**WHAT IS NEEDED**
Please extract every line from the items below that contains the word "foliage", with case counting in the match.

Records from a collection
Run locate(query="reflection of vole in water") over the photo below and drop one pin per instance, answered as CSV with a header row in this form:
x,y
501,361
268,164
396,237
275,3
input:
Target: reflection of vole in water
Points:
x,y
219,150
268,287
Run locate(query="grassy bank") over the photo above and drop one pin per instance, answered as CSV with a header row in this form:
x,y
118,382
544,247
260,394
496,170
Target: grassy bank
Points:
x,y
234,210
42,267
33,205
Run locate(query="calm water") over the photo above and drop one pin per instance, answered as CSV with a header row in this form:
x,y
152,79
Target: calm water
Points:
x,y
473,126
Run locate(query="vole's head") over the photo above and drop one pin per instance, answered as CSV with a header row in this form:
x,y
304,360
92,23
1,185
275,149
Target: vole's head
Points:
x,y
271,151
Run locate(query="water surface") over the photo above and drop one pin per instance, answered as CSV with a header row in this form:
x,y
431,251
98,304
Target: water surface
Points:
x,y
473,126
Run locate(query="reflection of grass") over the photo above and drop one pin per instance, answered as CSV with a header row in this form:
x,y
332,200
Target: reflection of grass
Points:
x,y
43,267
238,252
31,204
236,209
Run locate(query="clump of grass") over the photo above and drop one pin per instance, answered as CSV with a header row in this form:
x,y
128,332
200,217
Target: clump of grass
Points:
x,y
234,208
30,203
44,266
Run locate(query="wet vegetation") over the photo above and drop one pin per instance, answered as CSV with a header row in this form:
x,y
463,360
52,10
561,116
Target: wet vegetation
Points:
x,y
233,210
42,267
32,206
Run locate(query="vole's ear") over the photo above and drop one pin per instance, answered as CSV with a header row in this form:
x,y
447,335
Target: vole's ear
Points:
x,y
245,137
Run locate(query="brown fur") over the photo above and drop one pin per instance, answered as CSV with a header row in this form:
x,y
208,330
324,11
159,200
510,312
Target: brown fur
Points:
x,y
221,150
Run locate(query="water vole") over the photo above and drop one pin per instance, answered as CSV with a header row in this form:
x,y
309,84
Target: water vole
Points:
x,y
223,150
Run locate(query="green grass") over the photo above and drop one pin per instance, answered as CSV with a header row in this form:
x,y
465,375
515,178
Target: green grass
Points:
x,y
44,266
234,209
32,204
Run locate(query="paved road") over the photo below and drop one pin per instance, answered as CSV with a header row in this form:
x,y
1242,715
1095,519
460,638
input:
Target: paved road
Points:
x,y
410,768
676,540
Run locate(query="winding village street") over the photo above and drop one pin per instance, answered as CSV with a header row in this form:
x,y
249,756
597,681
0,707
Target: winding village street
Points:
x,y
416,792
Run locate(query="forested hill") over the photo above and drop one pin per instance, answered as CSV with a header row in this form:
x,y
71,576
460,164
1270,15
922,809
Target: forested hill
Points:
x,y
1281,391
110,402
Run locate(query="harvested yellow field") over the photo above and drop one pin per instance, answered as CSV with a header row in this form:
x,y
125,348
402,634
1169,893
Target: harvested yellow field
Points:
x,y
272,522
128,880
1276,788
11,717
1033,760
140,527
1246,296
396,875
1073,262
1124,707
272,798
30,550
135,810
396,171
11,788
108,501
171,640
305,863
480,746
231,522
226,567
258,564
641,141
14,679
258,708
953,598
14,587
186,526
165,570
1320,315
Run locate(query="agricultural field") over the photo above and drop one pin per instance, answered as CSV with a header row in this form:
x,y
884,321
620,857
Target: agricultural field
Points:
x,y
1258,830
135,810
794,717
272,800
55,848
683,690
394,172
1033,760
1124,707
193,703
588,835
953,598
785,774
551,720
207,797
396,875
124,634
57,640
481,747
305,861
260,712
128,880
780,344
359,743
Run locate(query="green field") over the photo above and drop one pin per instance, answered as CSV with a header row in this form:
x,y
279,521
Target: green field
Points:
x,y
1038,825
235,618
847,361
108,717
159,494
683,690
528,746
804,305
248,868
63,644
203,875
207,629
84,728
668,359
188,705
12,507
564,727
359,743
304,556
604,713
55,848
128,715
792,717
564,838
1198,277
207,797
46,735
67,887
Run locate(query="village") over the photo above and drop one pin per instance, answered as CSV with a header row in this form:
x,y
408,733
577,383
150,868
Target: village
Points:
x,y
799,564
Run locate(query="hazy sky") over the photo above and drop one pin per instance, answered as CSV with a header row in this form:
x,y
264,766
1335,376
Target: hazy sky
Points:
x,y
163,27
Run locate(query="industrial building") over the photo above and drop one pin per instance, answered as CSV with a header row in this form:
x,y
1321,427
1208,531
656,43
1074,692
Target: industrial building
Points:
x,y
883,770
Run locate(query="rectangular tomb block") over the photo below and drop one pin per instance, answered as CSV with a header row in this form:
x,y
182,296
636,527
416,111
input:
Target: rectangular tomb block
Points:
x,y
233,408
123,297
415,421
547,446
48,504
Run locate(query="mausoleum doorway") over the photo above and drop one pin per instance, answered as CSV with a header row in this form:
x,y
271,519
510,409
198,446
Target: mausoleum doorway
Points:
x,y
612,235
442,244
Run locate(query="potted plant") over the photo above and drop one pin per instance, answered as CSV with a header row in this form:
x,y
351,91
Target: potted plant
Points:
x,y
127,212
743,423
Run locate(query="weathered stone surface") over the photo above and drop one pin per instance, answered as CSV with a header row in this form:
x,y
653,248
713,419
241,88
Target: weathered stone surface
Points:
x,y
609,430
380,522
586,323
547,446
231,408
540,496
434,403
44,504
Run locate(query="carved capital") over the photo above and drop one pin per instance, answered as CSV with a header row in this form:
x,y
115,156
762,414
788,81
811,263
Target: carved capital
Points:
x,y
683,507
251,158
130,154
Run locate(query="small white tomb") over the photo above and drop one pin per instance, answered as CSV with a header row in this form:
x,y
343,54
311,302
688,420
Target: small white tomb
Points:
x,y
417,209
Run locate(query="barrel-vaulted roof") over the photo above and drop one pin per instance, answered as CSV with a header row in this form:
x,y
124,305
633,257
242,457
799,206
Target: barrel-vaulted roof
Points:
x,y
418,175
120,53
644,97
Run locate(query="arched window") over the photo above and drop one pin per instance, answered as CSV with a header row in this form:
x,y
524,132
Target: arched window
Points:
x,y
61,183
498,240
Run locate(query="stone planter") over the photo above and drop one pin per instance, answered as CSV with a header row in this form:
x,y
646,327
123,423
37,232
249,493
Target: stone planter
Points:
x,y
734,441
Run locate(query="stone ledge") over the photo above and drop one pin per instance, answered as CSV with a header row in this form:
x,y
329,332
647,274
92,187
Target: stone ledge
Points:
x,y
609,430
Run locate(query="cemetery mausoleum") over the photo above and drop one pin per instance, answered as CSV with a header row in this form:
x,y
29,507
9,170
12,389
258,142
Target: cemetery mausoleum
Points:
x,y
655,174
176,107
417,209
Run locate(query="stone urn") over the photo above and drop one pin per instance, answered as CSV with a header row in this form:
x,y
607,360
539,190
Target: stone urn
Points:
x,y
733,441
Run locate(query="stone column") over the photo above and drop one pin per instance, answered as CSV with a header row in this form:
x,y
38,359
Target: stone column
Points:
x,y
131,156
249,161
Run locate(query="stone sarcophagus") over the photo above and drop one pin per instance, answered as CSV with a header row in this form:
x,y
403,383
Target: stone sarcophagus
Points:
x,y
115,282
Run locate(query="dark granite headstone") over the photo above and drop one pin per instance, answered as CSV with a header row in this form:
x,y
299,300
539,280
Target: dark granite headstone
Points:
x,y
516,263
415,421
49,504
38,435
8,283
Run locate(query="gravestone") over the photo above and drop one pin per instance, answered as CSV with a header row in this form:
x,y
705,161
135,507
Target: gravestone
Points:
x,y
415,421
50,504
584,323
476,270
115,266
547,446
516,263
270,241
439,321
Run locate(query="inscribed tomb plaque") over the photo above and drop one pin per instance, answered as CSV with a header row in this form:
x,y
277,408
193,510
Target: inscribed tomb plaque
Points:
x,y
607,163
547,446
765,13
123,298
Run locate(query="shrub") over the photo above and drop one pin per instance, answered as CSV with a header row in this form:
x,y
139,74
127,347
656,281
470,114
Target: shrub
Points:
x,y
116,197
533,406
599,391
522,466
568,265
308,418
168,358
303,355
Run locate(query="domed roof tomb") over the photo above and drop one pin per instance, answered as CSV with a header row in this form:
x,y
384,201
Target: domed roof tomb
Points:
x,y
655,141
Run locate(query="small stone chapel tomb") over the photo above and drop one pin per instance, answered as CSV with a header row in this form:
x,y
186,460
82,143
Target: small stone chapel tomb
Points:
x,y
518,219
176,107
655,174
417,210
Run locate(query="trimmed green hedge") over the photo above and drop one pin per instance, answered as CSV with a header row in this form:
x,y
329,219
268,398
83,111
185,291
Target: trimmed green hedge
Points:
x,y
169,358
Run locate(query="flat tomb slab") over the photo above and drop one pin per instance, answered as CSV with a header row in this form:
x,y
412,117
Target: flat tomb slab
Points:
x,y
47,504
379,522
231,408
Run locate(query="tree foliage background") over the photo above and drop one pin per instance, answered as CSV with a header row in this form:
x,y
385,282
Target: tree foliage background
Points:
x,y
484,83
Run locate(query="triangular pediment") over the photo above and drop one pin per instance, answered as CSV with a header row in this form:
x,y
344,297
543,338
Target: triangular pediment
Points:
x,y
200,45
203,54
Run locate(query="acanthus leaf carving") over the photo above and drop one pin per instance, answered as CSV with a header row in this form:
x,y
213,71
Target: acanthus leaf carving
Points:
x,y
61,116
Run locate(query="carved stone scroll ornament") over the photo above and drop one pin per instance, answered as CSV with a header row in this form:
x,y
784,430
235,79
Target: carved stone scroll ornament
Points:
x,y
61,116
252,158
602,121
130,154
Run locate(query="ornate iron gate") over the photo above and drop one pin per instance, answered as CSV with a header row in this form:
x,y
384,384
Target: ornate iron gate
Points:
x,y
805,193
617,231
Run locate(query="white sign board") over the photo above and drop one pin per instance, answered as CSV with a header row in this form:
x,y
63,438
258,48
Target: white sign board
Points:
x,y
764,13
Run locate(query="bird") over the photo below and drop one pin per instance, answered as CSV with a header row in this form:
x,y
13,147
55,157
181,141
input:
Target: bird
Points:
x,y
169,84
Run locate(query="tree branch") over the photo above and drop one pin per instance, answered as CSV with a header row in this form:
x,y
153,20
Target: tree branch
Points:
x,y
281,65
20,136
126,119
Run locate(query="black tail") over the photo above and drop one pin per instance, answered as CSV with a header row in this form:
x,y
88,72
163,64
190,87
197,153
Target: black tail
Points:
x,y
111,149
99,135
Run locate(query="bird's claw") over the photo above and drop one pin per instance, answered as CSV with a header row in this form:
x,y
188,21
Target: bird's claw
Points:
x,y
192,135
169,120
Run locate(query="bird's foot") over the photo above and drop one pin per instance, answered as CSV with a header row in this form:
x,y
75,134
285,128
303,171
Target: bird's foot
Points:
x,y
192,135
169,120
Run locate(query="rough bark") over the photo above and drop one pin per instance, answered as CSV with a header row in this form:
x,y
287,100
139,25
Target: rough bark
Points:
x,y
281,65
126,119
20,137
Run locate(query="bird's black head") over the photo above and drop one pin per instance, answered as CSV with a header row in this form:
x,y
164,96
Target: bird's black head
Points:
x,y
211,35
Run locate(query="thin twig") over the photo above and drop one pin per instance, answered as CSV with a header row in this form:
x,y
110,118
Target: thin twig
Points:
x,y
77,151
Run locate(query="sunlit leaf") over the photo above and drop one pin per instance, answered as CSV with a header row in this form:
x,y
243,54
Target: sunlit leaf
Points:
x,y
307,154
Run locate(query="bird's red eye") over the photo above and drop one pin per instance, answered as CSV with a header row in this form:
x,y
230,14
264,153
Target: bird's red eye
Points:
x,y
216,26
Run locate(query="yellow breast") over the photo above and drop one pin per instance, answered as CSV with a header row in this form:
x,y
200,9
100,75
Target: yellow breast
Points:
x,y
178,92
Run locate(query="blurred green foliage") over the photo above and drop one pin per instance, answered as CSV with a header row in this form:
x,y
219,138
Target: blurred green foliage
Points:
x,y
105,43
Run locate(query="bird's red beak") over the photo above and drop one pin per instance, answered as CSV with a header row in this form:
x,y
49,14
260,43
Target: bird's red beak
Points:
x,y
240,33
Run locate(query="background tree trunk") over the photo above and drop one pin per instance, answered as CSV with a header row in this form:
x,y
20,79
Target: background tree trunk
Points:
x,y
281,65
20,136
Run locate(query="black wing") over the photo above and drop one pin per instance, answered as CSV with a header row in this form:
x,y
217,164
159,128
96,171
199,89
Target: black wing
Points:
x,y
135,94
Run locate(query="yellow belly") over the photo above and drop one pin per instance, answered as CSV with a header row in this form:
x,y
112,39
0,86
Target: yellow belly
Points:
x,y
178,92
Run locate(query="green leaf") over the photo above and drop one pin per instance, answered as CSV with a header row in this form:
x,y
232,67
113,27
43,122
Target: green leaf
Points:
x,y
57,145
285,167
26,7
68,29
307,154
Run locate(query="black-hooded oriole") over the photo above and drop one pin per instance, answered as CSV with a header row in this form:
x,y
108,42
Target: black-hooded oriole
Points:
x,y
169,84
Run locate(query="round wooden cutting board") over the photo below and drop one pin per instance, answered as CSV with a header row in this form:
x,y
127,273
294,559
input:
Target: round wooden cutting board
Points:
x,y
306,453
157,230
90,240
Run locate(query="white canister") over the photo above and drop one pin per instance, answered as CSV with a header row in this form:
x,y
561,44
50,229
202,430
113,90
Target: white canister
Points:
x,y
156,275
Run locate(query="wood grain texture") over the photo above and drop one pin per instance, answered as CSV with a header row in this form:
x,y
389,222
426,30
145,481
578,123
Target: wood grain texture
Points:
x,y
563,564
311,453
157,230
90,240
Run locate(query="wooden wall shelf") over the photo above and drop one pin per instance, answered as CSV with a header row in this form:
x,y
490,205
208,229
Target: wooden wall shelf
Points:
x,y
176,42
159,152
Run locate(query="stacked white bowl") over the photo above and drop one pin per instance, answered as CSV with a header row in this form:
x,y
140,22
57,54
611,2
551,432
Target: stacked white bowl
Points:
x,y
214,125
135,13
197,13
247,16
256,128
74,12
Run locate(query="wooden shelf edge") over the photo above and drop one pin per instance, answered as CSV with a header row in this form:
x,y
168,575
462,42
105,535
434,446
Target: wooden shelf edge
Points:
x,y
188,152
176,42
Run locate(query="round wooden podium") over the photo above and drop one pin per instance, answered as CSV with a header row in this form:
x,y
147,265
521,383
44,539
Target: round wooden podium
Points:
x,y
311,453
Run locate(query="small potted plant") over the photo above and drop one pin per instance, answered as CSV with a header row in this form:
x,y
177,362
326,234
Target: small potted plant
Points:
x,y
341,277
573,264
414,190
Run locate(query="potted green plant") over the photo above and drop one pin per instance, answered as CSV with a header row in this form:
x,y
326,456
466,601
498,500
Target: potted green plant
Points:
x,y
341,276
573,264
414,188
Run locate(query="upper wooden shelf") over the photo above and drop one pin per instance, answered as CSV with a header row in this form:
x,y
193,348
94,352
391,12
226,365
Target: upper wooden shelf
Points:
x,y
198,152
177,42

**SOLUTION TO THIS PROBLEM**
Run locate(query="tree foliage background") over the photo above and drop one pin per instance, answered as CSV with a header row in this form:
Target: tree foliage background
Run locate(query="blurred green foliage") over the photo above and drop one pin per instance, answered as CSV with a header row in this form:
Target: blurred green foliage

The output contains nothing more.